== Required action ==
Among the lines below, keep only those from the one containing "Target: workshop background" through the one containing "Target: jacket cuff", and reproduce them exactly.

== Records shown ==

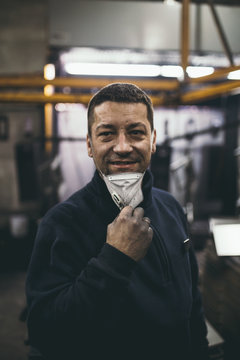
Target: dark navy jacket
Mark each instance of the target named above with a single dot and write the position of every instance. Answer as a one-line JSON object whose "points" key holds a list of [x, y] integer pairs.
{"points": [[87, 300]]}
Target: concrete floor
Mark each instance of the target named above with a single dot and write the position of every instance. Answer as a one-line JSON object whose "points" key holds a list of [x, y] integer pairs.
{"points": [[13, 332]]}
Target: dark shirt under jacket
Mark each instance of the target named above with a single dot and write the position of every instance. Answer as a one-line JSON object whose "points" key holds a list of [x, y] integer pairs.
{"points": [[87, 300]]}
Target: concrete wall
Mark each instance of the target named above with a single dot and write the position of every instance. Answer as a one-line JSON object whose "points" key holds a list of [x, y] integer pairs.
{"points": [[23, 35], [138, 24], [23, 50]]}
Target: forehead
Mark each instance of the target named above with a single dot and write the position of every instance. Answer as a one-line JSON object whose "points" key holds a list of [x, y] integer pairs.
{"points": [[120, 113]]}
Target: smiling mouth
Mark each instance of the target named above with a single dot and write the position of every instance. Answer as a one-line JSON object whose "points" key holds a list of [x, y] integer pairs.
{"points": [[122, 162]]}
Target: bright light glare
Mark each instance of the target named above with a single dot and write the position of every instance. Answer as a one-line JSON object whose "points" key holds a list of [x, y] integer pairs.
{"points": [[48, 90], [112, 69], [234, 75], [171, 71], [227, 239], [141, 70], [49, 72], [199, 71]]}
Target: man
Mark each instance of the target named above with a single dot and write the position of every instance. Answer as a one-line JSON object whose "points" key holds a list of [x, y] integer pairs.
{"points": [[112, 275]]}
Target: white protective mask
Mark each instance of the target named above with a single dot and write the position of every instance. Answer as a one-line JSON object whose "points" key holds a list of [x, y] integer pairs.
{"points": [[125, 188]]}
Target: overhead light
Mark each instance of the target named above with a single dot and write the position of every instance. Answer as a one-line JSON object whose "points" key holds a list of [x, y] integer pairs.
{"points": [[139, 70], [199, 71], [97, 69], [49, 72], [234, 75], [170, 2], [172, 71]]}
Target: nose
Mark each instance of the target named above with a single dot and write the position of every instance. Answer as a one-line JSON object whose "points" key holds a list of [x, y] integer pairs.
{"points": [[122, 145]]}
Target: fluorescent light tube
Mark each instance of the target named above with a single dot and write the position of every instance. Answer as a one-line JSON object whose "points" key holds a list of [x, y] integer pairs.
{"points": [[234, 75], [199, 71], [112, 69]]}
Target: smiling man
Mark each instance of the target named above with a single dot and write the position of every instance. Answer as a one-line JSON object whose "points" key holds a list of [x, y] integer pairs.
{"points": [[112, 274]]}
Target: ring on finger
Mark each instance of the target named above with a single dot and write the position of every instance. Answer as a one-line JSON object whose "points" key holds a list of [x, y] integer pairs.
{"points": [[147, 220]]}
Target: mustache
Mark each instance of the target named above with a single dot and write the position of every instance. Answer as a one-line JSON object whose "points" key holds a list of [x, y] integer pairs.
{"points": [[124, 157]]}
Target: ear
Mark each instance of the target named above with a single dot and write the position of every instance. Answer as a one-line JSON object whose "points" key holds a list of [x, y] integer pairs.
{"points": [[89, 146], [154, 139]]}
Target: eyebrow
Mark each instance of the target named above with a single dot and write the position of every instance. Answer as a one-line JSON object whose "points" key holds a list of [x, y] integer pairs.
==
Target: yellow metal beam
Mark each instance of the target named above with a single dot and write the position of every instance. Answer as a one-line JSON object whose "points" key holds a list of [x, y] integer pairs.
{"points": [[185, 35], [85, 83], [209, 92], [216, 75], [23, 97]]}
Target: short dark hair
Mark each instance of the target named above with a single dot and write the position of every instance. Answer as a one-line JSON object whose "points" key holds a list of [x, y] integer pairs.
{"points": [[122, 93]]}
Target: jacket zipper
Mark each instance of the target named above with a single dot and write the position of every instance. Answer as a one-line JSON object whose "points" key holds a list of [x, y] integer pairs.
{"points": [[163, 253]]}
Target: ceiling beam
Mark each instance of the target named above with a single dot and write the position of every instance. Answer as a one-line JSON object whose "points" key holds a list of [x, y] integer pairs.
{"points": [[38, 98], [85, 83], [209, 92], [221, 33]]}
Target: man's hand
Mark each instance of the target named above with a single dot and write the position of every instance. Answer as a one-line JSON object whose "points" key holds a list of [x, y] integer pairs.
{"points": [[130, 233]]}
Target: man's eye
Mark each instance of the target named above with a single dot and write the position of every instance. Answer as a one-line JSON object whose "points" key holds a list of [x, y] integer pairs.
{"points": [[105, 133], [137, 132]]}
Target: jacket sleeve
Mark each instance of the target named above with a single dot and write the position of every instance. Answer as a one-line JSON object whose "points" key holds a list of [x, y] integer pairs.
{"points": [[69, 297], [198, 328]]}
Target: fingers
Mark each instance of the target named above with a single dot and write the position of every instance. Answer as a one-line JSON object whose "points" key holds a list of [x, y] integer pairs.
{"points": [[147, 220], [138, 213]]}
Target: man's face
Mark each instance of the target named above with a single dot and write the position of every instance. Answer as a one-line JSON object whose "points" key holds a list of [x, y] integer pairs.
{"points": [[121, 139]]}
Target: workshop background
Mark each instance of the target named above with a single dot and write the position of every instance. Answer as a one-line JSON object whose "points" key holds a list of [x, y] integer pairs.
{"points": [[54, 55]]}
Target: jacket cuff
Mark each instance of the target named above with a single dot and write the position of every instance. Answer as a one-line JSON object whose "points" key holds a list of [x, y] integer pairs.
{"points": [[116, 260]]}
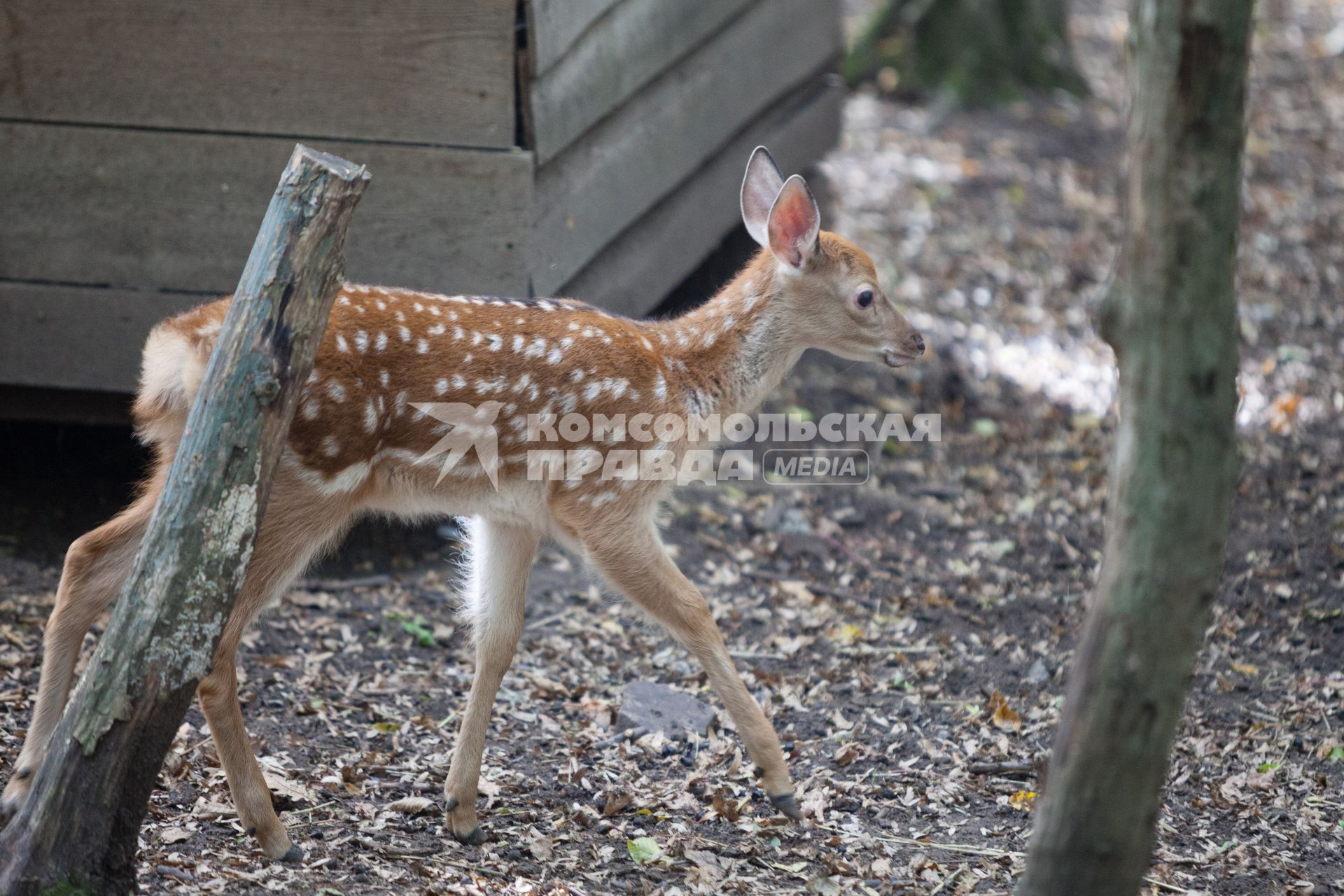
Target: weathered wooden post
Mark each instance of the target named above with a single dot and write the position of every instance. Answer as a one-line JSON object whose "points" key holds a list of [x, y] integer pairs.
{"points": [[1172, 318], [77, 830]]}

== Expected output ==
Target: workshop background
Mark each instance of the target named above with a single dot and write the position of every instance. Answer as a one-line JSON object whose "points" key holds a list of [x, y] integer pairs.
{"points": [[54, 55]]}
Target: jacket cuff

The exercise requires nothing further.